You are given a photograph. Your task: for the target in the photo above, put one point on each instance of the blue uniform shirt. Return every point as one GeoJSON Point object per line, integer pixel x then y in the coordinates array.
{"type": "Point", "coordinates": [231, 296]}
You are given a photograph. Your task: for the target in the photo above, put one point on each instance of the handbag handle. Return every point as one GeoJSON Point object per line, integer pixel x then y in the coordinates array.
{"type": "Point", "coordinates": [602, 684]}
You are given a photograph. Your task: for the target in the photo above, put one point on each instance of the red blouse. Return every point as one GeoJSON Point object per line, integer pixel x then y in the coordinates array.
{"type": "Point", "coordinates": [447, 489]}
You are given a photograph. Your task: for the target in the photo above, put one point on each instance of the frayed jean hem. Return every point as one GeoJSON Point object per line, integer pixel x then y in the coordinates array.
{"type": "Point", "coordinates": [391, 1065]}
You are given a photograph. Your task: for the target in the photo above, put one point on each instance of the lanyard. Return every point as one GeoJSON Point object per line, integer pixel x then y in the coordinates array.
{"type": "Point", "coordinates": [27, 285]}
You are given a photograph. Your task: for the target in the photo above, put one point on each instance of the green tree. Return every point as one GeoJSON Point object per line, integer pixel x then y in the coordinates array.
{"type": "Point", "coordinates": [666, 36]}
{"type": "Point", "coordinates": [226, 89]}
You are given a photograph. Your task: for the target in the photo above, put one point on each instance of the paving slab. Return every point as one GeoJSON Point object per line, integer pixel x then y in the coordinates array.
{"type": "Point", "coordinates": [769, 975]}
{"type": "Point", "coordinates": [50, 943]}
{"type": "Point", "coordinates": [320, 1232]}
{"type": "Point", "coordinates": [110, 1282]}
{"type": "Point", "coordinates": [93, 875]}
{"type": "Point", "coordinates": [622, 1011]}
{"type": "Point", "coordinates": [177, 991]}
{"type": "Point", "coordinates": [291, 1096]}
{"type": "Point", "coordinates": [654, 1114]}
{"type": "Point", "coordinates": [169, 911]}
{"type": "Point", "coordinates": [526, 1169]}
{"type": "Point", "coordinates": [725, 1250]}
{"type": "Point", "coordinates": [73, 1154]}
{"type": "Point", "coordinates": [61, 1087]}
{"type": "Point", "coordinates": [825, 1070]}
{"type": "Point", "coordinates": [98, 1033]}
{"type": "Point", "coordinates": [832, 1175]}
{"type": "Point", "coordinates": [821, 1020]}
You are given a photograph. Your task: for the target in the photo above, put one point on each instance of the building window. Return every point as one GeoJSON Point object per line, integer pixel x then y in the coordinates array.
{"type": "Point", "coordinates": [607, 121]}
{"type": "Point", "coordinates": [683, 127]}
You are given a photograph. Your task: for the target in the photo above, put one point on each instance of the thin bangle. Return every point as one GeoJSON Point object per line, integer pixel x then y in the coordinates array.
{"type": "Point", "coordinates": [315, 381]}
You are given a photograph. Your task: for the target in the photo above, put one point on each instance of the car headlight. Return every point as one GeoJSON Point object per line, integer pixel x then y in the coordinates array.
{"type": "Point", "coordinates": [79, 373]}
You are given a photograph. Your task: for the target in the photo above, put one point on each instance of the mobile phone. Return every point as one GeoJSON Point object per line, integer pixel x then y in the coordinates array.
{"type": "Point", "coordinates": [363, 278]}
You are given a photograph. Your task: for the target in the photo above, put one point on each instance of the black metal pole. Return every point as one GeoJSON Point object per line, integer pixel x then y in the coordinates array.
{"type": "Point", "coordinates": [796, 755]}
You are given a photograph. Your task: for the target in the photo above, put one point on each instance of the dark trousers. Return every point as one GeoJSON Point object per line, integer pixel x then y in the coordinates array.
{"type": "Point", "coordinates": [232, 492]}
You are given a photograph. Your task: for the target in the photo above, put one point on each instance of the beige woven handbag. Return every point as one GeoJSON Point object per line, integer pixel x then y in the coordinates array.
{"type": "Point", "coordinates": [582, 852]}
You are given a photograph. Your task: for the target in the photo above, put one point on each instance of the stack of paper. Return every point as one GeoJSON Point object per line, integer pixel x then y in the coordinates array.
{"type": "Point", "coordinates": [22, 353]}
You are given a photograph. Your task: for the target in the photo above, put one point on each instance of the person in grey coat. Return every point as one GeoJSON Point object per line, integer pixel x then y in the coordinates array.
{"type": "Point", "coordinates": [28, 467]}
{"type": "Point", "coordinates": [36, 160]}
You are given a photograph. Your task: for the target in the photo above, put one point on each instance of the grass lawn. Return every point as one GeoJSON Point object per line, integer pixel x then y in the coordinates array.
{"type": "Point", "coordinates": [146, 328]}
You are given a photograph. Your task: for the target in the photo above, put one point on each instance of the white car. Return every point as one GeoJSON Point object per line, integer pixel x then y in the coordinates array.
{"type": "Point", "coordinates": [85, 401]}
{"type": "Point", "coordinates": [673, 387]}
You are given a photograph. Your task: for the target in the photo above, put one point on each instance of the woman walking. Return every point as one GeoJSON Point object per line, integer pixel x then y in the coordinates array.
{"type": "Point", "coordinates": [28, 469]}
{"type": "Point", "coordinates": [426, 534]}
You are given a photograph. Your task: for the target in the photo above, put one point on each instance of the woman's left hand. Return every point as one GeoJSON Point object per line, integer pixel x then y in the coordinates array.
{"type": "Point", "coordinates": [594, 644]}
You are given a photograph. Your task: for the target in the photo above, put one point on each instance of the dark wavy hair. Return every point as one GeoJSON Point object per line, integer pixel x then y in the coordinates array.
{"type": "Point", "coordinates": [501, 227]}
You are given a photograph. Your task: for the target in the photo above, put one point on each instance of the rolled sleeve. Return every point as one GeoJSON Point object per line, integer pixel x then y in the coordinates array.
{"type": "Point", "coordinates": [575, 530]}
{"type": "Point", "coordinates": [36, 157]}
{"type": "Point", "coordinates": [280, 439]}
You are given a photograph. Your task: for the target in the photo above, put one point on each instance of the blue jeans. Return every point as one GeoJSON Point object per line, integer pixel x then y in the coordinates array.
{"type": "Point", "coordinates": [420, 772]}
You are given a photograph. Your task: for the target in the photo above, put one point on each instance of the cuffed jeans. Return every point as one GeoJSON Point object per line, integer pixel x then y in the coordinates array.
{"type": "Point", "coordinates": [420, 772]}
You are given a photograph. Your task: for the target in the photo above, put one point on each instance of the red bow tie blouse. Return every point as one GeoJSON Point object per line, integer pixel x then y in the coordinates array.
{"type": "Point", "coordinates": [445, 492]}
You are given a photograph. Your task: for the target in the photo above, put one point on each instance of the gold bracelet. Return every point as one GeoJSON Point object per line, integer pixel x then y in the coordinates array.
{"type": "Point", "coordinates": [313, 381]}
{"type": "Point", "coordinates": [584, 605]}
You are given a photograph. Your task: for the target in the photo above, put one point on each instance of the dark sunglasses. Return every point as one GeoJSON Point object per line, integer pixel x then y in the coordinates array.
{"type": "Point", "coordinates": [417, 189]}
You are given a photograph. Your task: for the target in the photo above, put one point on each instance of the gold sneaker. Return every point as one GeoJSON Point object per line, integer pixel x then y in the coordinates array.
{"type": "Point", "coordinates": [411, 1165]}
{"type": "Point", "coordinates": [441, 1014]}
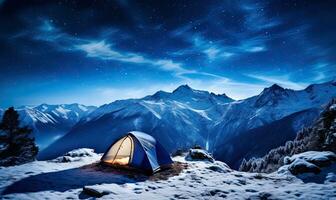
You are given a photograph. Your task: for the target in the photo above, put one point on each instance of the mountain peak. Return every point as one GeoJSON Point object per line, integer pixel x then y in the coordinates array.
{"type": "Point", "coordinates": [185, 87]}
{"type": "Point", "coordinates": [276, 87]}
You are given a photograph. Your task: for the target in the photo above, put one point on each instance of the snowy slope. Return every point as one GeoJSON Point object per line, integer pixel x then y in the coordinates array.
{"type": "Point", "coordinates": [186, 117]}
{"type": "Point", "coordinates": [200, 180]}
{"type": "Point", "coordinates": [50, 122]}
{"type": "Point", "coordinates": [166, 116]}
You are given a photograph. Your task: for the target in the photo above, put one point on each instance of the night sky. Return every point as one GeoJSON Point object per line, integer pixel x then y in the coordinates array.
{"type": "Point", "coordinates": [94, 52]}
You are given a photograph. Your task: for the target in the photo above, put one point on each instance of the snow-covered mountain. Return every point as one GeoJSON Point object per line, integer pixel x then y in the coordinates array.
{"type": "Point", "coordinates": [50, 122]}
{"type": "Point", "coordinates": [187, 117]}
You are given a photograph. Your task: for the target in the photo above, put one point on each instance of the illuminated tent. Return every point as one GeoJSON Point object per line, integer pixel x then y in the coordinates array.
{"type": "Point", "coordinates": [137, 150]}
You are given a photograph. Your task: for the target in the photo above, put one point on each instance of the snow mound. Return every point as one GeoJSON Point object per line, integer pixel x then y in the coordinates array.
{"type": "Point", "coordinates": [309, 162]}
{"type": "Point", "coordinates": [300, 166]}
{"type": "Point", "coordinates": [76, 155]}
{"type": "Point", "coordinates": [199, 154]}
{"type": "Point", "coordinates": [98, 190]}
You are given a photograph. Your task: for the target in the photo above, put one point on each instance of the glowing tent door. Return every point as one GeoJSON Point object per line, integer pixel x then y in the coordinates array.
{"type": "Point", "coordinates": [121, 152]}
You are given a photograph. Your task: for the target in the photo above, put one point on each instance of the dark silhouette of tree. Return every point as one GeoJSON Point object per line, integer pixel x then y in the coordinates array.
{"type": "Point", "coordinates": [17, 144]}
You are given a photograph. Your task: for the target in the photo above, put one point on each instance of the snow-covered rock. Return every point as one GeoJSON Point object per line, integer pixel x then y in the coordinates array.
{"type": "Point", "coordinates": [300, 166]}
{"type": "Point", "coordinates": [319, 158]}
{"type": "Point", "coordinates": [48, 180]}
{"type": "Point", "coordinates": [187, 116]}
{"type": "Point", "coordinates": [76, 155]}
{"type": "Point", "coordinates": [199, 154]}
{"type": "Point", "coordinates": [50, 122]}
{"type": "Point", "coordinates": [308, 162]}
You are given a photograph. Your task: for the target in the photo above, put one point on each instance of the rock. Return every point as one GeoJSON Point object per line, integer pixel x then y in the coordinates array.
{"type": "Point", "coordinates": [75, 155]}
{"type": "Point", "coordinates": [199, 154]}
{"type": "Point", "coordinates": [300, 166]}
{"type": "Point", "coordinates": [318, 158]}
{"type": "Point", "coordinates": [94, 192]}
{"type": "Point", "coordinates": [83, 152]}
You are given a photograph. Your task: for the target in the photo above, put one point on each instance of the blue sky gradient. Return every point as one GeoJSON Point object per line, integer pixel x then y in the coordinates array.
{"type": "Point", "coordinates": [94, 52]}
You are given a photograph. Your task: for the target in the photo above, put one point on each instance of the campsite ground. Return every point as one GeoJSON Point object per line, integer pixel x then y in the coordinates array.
⁂
* **Directions for this task**
Return the line that contains "the dark silhouette" along with every line after it through the end of the entries, exactly, adding nothing.

* **Answer below**
You are given a photograph. Your task: for the target in the photo above, put one point on each instance of the dark silhouette of tree. Return every point as one GeoJSON Point object per line, integer pixel x then y in the coordinates array.
{"type": "Point", "coordinates": [17, 144]}
You are given a photograph. Your task: for the target in the photo above, put one point on each instance of the snow-covered rock. Return every point as one GeoJSON Point object per line, integer pixel x then y in the coordinates array.
{"type": "Point", "coordinates": [300, 166]}
{"type": "Point", "coordinates": [319, 158]}
{"type": "Point", "coordinates": [48, 180]}
{"type": "Point", "coordinates": [187, 116]}
{"type": "Point", "coordinates": [76, 155]}
{"type": "Point", "coordinates": [199, 154]}
{"type": "Point", "coordinates": [50, 122]}
{"type": "Point", "coordinates": [308, 162]}
You are given a photograph. Your task: for the target in the photo above, put one point on each instance of the rock. Return every point as one GeoJSON Point object per line, integer pixel x then y in the coordinates array.
{"type": "Point", "coordinates": [75, 155]}
{"type": "Point", "coordinates": [199, 154]}
{"type": "Point", "coordinates": [300, 166]}
{"type": "Point", "coordinates": [318, 158]}
{"type": "Point", "coordinates": [94, 192]}
{"type": "Point", "coordinates": [83, 152]}
You are given a photograph. Your task: for the target in the photo above, put one point on each instance of the blue sky gradient. Return every point as one GeoJSON Point object per line, integer pixel x then y in the coordinates array.
{"type": "Point", "coordinates": [94, 52]}
You are given a photograph. Your task: for the target in the photo above, put one point on each instance of the campsite ground. Return every point as one GeoJSON Point object per line, integer pixel x then y in the coordinates array.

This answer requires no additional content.